━━━━━ RECORDS PROVIDED ━━━━━
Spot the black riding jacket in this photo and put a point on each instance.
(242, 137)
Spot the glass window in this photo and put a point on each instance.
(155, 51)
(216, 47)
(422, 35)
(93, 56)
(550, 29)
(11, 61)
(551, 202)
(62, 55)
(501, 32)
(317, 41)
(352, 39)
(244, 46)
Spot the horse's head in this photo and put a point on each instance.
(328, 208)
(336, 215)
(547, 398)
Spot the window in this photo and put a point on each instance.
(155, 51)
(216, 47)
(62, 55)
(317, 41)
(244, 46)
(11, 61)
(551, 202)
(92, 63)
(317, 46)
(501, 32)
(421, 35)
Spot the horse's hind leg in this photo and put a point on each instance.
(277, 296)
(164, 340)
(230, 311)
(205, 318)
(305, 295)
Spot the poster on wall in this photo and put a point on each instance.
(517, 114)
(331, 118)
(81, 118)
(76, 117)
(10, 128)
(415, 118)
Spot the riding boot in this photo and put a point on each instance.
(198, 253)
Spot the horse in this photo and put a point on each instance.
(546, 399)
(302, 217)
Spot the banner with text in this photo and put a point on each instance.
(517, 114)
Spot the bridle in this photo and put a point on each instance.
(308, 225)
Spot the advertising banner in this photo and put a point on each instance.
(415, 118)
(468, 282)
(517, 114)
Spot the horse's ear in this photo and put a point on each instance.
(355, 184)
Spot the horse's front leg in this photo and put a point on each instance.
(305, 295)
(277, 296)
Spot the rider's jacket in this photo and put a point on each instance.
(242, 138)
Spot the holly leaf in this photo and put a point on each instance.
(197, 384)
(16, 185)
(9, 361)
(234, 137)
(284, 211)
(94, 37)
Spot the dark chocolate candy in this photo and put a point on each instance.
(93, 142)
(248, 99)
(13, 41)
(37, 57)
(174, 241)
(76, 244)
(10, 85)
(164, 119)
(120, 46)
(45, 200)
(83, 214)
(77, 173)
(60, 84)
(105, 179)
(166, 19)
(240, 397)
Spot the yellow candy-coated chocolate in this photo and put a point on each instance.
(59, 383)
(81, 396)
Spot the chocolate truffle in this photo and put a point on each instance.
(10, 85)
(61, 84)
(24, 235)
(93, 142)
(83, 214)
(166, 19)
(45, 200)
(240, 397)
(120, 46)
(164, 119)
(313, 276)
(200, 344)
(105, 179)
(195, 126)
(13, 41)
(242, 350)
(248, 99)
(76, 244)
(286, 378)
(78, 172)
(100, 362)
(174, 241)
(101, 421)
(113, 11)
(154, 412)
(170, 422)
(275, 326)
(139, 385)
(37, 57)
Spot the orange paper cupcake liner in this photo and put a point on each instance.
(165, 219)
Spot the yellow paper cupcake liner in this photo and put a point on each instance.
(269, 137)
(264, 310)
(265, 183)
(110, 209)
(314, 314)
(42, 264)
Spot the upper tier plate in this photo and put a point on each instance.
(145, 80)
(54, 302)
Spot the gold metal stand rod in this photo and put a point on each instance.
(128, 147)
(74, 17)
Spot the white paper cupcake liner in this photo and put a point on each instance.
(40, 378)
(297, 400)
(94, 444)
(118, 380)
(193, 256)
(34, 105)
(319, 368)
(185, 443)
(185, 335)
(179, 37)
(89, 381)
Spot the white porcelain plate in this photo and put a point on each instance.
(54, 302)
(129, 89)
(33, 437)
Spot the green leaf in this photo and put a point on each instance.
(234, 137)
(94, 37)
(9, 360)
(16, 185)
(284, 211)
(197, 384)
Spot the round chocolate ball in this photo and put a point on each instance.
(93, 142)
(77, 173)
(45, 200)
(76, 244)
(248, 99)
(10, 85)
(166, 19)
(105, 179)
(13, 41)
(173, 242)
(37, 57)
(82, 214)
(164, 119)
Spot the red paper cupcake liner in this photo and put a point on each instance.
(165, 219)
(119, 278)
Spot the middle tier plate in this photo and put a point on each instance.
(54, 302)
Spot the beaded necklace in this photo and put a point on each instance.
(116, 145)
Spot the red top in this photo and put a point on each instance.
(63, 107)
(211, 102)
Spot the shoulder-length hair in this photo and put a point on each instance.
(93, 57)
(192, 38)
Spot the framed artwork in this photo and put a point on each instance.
━━━━━
Beginning at the line that contains "Spot the red paper", retype each line of the listing up to and including the last one, exactly as it stands, and nothing else.

> _WRITTEN SOLUTION_:
Spot the red paper cupcake liner in this photo and put a point on each instance.
(165, 219)
(119, 278)
Spot the middle tier plate in this photo and put a point on each instance.
(54, 302)
Spot the beaded necklace in this photo and put a point on each instance.
(116, 145)
Spot the red top in this photo and put a point on each instance.
(63, 107)
(211, 102)
Spot the shoulder-length hair in this photo and put a point on each instance.
(93, 57)
(192, 38)
Spot the framed artwork in this photo and put a point on each instance.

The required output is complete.